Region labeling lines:
[Begin]

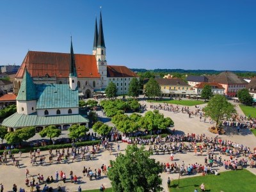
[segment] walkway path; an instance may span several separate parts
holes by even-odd
[[[145,101],[141,101],[141,103],[146,104],[148,110],[152,110],[149,108],[150,103]],[[200,107],[204,106],[204,105],[200,106]],[[189,107],[192,110],[195,109],[195,107]],[[239,109],[238,109],[238,112],[241,113]],[[147,112],[147,111],[146,111]],[[163,113],[165,116],[170,116],[175,122],[173,128],[175,129],[176,131],[179,134],[187,134],[187,133],[195,133],[203,134],[205,133],[206,136],[209,136],[211,137],[214,137],[215,135],[208,131],[208,127],[211,125],[209,123],[209,120],[207,120],[207,123],[204,123],[203,121],[200,122],[198,116],[193,116],[192,118],[189,118],[188,114],[177,113],[173,113],[172,112],[165,111],[160,110],[161,113]],[[112,125],[111,122],[109,120],[104,116],[101,111],[97,111],[98,115],[101,120],[106,122],[106,124]],[[90,130],[92,132],[92,130]],[[65,132],[67,134],[67,132]],[[61,137],[65,135],[62,135]],[[250,147],[251,148],[256,147],[256,140],[253,134],[252,134],[250,131],[247,129],[241,130],[241,132],[237,132],[236,130],[232,130],[230,131],[228,135],[221,135],[220,138],[222,140],[232,140],[233,141],[238,142],[239,143],[243,143],[244,146]],[[122,152],[124,152],[124,149],[126,148],[127,144],[120,143],[120,148]],[[116,150],[117,147],[116,143],[113,143],[113,148]],[[42,152],[44,155],[47,155],[48,152]],[[18,188],[20,187],[24,188],[26,191],[29,191],[29,189],[25,186],[25,179],[26,168],[29,170],[30,173],[36,176],[38,173],[44,175],[45,179],[47,176],[52,175],[55,177],[55,172],[58,170],[62,170],[65,172],[67,175],[67,178],[69,177],[69,172],[72,170],[74,175],[77,175],[79,177],[79,184],[81,184],[82,189],[99,189],[100,186],[104,184],[105,187],[111,187],[111,184],[109,180],[107,178],[106,175],[100,179],[93,179],[93,180],[89,180],[88,178],[83,177],[82,173],[82,170],[83,166],[86,168],[90,167],[93,170],[94,169],[100,168],[102,164],[108,165],[109,164],[109,160],[114,160],[115,159],[115,154],[116,151],[113,151],[113,154],[110,155],[108,151],[102,150],[99,154],[97,154],[95,158],[92,161],[81,161],[79,158],[77,161],[74,163],[69,162],[66,164],[56,164],[55,163],[52,164],[46,164],[45,166],[32,166],[29,163],[29,154],[22,154],[22,157],[20,159],[21,168],[17,168],[12,165],[11,163],[9,162],[7,166],[1,164],[0,165],[0,182],[4,184],[4,191],[11,190],[12,188],[12,185],[15,183]],[[55,154],[55,152],[54,152]],[[17,155],[15,155],[17,157]],[[170,155],[154,155],[152,156],[152,158],[155,158],[156,161],[159,161],[161,163],[167,163],[170,162]],[[223,157],[222,159],[225,159],[226,157]],[[19,159],[19,158],[18,158]],[[175,154],[174,155],[175,162],[177,164],[181,164],[182,161],[184,161],[186,164],[188,163],[198,163],[200,164],[204,164],[204,156],[195,156],[193,152],[186,153],[186,154]],[[48,161],[48,156],[46,156],[47,162]],[[220,171],[223,171],[223,168],[214,168],[216,169],[220,169]],[[250,169],[251,172],[256,174],[256,168]],[[177,179],[179,177],[179,174],[167,174],[163,173],[161,174],[161,177],[163,179],[163,187],[164,188],[164,191],[168,191],[167,188],[167,179],[168,177],[170,177],[172,179]],[[35,177],[36,180],[37,180]],[[66,184],[63,184],[62,182],[56,182],[51,184],[50,186],[54,188],[56,188],[58,185],[61,185],[63,188],[67,191],[77,191],[78,188],[77,185],[71,184],[68,180]],[[42,189],[41,187],[41,189]]]

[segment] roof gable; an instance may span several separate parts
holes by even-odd
[[[95,56],[74,54],[77,77],[100,78]],[[68,78],[70,73],[70,54],[29,51],[16,74],[22,78],[25,67],[32,77],[49,77]]]
[[[188,83],[185,83],[182,79],[179,78],[166,79],[166,78],[156,78],[155,79],[159,85],[177,85],[177,86],[190,86]]]
[[[136,73],[125,66],[108,65],[108,77],[138,77]]]
[[[67,84],[36,84],[36,109],[78,108],[78,90]]]
[[[188,81],[193,82],[207,82],[208,79],[205,76],[189,76],[186,78]]]
[[[25,68],[24,75],[22,82],[19,91],[17,100],[36,100],[36,89],[33,79]]]

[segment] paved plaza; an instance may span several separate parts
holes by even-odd
[[[146,101],[140,101],[143,104],[146,104],[147,106],[147,109],[153,110],[149,108],[150,103]],[[200,108],[204,107],[204,105],[200,106]],[[191,110],[195,110],[195,107],[189,107]],[[243,114],[239,107],[236,108],[239,114]],[[200,121],[199,116],[192,116],[192,118],[189,118],[188,115],[186,113],[173,113],[173,112],[159,110],[161,113],[163,113],[165,116],[170,116],[174,122],[174,127],[172,129],[175,129],[176,134],[191,134],[195,133],[196,135],[197,134],[205,134],[206,136],[215,137],[216,135],[208,131],[208,127],[211,125],[207,119],[206,122],[204,122],[202,120],[202,122]],[[147,112],[147,111],[145,111]],[[109,121],[109,119],[106,116],[104,116],[101,111],[97,111],[99,116],[99,118],[103,121],[106,122],[106,124],[113,125],[111,122]],[[145,112],[144,112],[145,113]],[[248,129],[241,129],[239,132],[237,132],[236,129],[234,128],[234,130],[228,130],[225,135],[220,135],[219,138],[221,140],[231,140],[232,141],[237,142],[239,144],[243,144],[243,145],[249,147],[251,150],[256,147],[256,140],[255,136],[251,133],[250,130]],[[92,132],[90,130],[90,132]],[[63,137],[62,135],[61,137]],[[36,135],[33,139],[35,139],[38,137]],[[126,148],[126,143],[119,143],[120,145],[121,152],[124,152],[124,150]],[[100,152],[96,154],[95,157],[93,160],[86,160],[81,161],[80,155],[78,156],[76,162],[72,163],[69,161],[67,163],[56,164],[56,161],[52,164],[48,163],[45,164],[44,166],[34,165],[32,166],[29,163],[29,154],[23,154],[21,158],[18,158],[20,159],[20,168],[18,168],[13,165],[12,165],[12,162],[10,161],[8,165],[1,164],[0,169],[0,182],[3,184],[4,190],[4,191],[11,191],[12,189],[12,186],[13,184],[17,185],[18,189],[19,188],[22,188],[26,189],[26,191],[29,191],[30,188],[25,186],[25,179],[26,179],[26,169],[28,168],[29,170],[29,173],[35,177],[36,182],[37,182],[36,175],[40,173],[43,175],[44,179],[45,180],[48,176],[52,175],[55,179],[55,172],[56,170],[60,172],[62,170],[63,172],[66,173],[67,182],[64,184],[62,181],[59,181],[58,182],[54,182],[49,184],[49,186],[52,186],[54,188],[56,188],[58,186],[61,186],[63,189],[67,191],[77,191],[78,185],[81,185],[83,190],[90,189],[99,189],[102,184],[103,184],[106,188],[110,188],[111,184],[109,180],[108,179],[106,175],[102,174],[102,177],[100,179],[95,179],[93,178],[93,180],[90,180],[89,178],[83,176],[82,173],[83,167],[88,168],[91,168],[92,170],[94,171],[95,169],[98,169],[101,167],[102,164],[106,164],[107,166],[109,164],[109,160],[114,160],[115,159],[115,154],[117,153],[117,144],[116,143],[113,143],[113,152],[112,154],[109,154],[109,151],[104,151],[103,149],[100,150]],[[91,148],[91,147],[90,147]],[[146,147],[147,148],[147,147]],[[53,150],[55,154],[55,150]],[[41,152],[42,154],[47,155],[46,162],[49,161],[49,152],[48,151],[44,151]],[[160,154],[159,155],[154,155],[152,156],[152,158],[156,159],[156,161],[160,163],[166,163],[168,162],[170,163],[170,154],[163,155]],[[224,157],[222,156],[222,160],[227,159],[228,157]],[[15,155],[16,157],[18,157],[18,154]],[[188,152],[182,154],[174,154],[174,162],[176,162],[177,164],[181,164],[182,161],[184,161],[185,164],[191,164],[198,163],[199,164],[204,164],[204,158],[208,157],[206,154],[206,152],[204,151],[202,156],[194,156],[193,152]],[[55,159],[55,158],[54,158]],[[219,172],[224,171],[223,167],[216,167],[216,166],[212,168],[214,170],[220,170]],[[250,168],[248,169],[256,174],[256,168]],[[76,185],[73,183],[70,183],[69,180],[69,173],[70,171],[73,171],[74,175],[76,175],[78,177],[79,184]],[[196,174],[196,175],[201,175],[201,174]],[[167,174],[166,173],[163,173],[161,174],[161,177],[163,179],[163,187],[164,188],[164,191],[168,191],[167,188],[167,179],[168,177],[171,179],[178,179],[178,173],[172,173]],[[188,176],[184,176],[188,177]],[[191,177],[191,176],[188,176]],[[29,179],[31,177],[29,177]],[[43,188],[43,185],[41,185],[41,189]]]

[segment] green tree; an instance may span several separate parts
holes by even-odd
[[[116,84],[111,81],[106,88],[105,93],[108,99],[114,99],[117,96],[117,88]]]
[[[97,100],[92,100],[92,99],[89,99],[86,101],[86,102],[85,103],[85,104],[86,106],[89,106],[90,108],[93,108],[95,106],[97,106],[98,104],[98,102]]]
[[[133,111],[138,111],[140,108],[140,104],[136,99],[129,99],[128,100],[129,108]]]
[[[140,95],[140,82],[137,78],[132,78],[129,86],[128,95],[131,97],[139,97]]]
[[[34,127],[25,127],[18,129],[15,132],[9,132],[7,133],[4,139],[6,140],[8,143],[19,143],[21,145],[22,141],[26,141],[33,137],[36,134]]]
[[[68,136],[72,139],[78,139],[86,135],[89,128],[85,125],[72,125],[68,128]]]
[[[112,128],[102,122],[97,122],[92,126],[92,129],[99,134],[106,136],[111,131]]]
[[[211,97],[212,97],[212,92],[211,85],[207,84],[204,86],[204,88],[202,90],[201,97],[202,99],[205,100],[209,99]]]
[[[108,177],[113,191],[161,191],[162,168],[159,162],[150,158],[152,152],[128,145],[125,154],[120,154],[115,161],[110,161],[111,168]]]
[[[157,81],[153,78],[150,78],[146,84],[145,92],[147,97],[155,98],[155,97],[160,95],[161,87]]]
[[[241,103],[246,106],[251,106],[253,102],[253,99],[249,93],[249,90],[247,89],[242,89],[238,91],[237,97]]]
[[[83,107],[83,106],[86,106],[86,102],[85,102],[85,101],[83,100],[79,100],[79,108],[82,108],[82,107]]]
[[[212,97],[204,111],[206,116],[216,121],[216,126],[221,119],[228,118],[236,113],[234,106],[227,100],[225,96],[220,95]]]
[[[3,141],[4,139],[4,136],[7,133],[8,133],[7,128],[3,126],[0,126],[0,138],[2,141],[2,144],[3,144]]]
[[[47,136],[50,138],[50,143],[52,143],[52,138],[58,138],[61,134],[61,130],[58,129],[55,125],[49,125],[39,132],[39,135],[44,138]]]
[[[141,115],[133,113],[132,115],[130,115],[129,118],[134,122],[138,122],[141,118]]]
[[[89,112],[88,115],[90,121],[92,123],[96,122],[98,120],[98,118],[96,115],[96,112],[91,111]]]

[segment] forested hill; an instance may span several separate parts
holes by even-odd
[[[178,73],[189,73],[189,74],[220,74],[224,70],[202,70],[202,69],[197,69],[197,70],[185,70],[181,68],[156,68],[153,70],[147,70],[145,68],[130,68],[133,72],[145,72],[147,71],[154,72],[178,72]],[[246,70],[228,70],[232,71],[234,73],[256,73],[256,71],[246,71]]]
[[[185,70],[181,68],[174,68],[174,69],[168,69],[168,68],[156,68],[153,70],[147,70],[145,68],[131,68],[131,70],[138,73],[139,75],[141,74],[147,73],[152,73],[154,74],[160,75],[162,76],[163,75],[170,74],[183,74],[187,75],[214,75],[218,74],[224,70]],[[256,71],[246,71],[246,70],[229,70],[236,74],[237,74],[240,77],[252,77],[256,76]]]

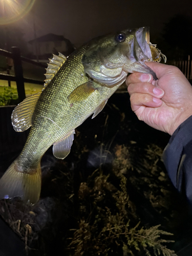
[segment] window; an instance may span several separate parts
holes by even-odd
[[[56,41],[55,42],[55,47],[60,47],[61,46],[61,41]]]

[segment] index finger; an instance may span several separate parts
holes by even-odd
[[[169,73],[172,67],[169,65],[155,61],[145,61],[145,63],[156,74],[157,77],[159,79],[165,74]]]
[[[151,74],[135,72],[130,75],[126,79],[126,84],[129,86],[130,83],[135,83],[140,82],[151,83],[153,80]]]

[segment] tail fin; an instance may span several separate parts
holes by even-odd
[[[25,203],[36,203],[41,187],[40,162],[36,168],[30,170],[21,172],[16,159],[0,180],[0,199],[20,197]]]

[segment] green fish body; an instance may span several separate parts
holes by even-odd
[[[75,129],[102,111],[129,72],[150,73],[156,78],[144,63],[153,60],[147,35],[144,28],[126,30],[93,39],[68,58],[54,55],[47,69],[45,89],[13,112],[15,131],[31,129],[22,153],[0,180],[0,198],[19,196],[35,203],[40,193],[40,160],[48,148],[53,145],[55,157],[66,157]],[[159,59],[160,51],[153,49]]]

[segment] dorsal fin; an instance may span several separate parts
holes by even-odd
[[[46,79],[45,80],[45,87],[48,84],[67,59],[67,57],[60,52],[59,52],[58,55],[55,54],[53,54],[53,55],[52,59],[49,59],[49,63],[48,63],[47,69],[46,69],[47,72],[45,74],[46,77]]]

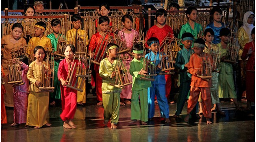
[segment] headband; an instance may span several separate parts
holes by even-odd
[[[183,41],[186,41],[187,40],[191,40],[193,41],[193,39],[193,39],[193,37],[185,37],[182,39],[182,40]]]
[[[199,43],[194,43],[194,47],[197,47],[201,48],[204,48],[204,45]]]
[[[38,25],[35,25],[35,26],[36,27],[39,28],[41,28],[41,29],[42,29],[43,30],[45,30],[45,29],[44,28],[43,28],[43,27],[42,26],[41,26]]]
[[[132,52],[136,54],[141,54],[143,53],[143,50],[132,50]]]

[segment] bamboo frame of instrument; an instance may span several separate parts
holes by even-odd
[[[19,63],[13,62],[13,59],[7,60],[6,62],[8,77],[7,83],[13,86],[22,85],[23,81],[22,69]]]

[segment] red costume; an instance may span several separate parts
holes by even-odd
[[[146,36],[146,41],[152,37],[157,38],[159,40],[159,44],[161,46],[162,41],[165,39],[165,37],[167,36],[168,33],[169,37],[173,37],[173,31],[172,28],[169,26],[165,25],[162,28],[160,28],[156,25],[153,26],[150,28],[147,33]],[[148,46],[146,43],[146,47]],[[167,99],[169,98],[170,93],[171,93],[171,75],[165,75],[165,96]]]
[[[67,80],[70,68],[75,67],[74,67],[75,62],[76,63],[77,65],[78,60],[75,60],[74,62],[69,62],[65,58],[60,62],[58,70],[58,78],[59,80],[61,78],[64,80]],[[75,69],[74,72],[76,72],[76,69]],[[75,78],[75,74],[74,73],[73,75],[73,80]],[[75,83],[75,81],[73,81],[73,82],[72,86]],[[60,86],[62,108],[62,112],[60,115],[61,118],[63,121],[73,119],[76,109],[77,91],[67,86],[63,86],[61,83]]]
[[[190,113],[196,105],[198,101],[199,94],[201,92],[204,116],[205,118],[212,118],[212,112],[210,110],[212,100],[210,88],[211,86],[211,80],[210,80],[207,81],[198,77],[197,75],[197,72],[201,69],[202,59],[205,60],[206,56],[208,57],[212,64],[213,58],[211,56],[207,53],[204,53],[203,57],[200,57],[196,54],[193,54],[190,58],[189,62],[185,65],[185,67],[188,68],[189,73],[192,75],[190,84],[190,95],[188,103],[187,114]]]
[[[246,71],[246,99],[253,102],[255,102],[255,45],[254,41],[246,43],[243,48],[241,58],[246,60],[249,57],[245,70]],[[252,53],[247,55],[248,50],[252,47]]]
[[[112,35],[112,34],[111,34]],[[99,46],[102,41],[102,39],[101,39],[102,37],[102,35],[100,34],[100,32],[98,32],[93,35],[92,37],[91,37],[91,41],[90,42],[90,44],[89,45],[88,51],[89,52],[90,52],[90,51],[91,51],[92,52],[95,51],[94,53],[95,56],[94,56],[94,59],[96,58],[97,54],[98,53],[98,51],[99,51],[99,49],[100,49]],[[107,40],[108,38],[108,35],[107,35],[105,37],[104,39]],[[106,48],[106,46],[103,47],[103,46],[105,44],[105,41],[103,42],[102,45],[100,47],[100,49],[102,51],[104,51],[105,48]],[[102,56],[104,54],[104,52],[102,52],[100,55],[100,56],[102,57],[102,59],[103,59],[105,58],[105,57]],[[106,56],[106,54],[105,54],[105,56]],[[94,64],[94,71],[95,71],[95,73],[96,74],[95,87],[96,93],[97,94],[97,99],[98,101],[102,101],[102,93],[101,90],[102,79],[100,76],[100,75],[99,74],[100,65],[95,64]]]

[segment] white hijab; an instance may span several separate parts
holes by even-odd
[[[245,15],[243,15],[243,26],[242,27],[243,28],[245,31],[245,32],[246,32],[246,33],[247,33],[247,34],[249,36],[249,41],[252,41],[252,35],[251,35],[251,34],[252,33],[252,30],[255,27],[253,26],[252,24],[250,24],[247,22],[248,18],[249,18],[249,16],[252,14],[255,16],[254,14],[252,11],[248,11],[245,13]]]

[End]

**Work to be completed:** Copy everything from the line containing "[segment] white hijab;" down to the end of the lines above, with no changes.

**Written reply:**
[segment] white hijab; an instance may span several separate parts
holes by even-odd
[[[245,15],[243,15],[243,26],[242,27],[243,28],[245,31],[245,32],[246,32],[246,33],[247,33],[247,34],[249,36],[249,41],[252,41],[252,35],[251,35],[251,34],[252,33],[252,30],[255,27],[253,26],[252,24],[250,24],[247,22],[248,18],[249,18],[249,16],[252,14],[255,16],[254,14],[252,11],[248,11],[245,13]]]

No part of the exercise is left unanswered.